BEGIN EXCERPTED DATA

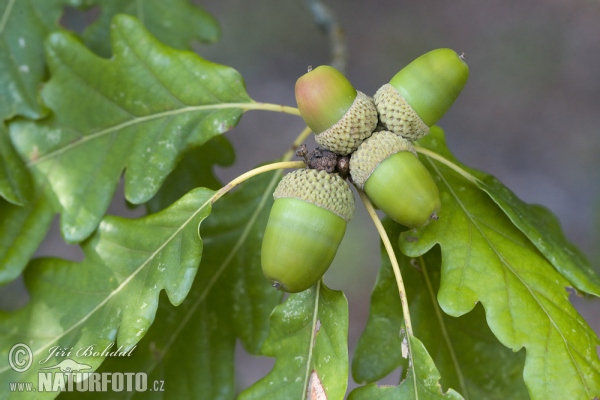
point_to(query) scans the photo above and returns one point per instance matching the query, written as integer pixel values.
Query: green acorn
(340, 116)
(421, 93)
(387, 168)
(305, 228)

END EXCERPTED DATA

### PROBLEM TO SOLVE
All of the listing is to be written out exactly, with the pictures left out.

### ANSWER FOR THIS EXERCISE
point_to(query) scans the photo above and returns one point per instance matching the query, written as integer pixel values.
Query: green acorn
(340, 116)
(421, 93)
(387, 168)
(305, 228)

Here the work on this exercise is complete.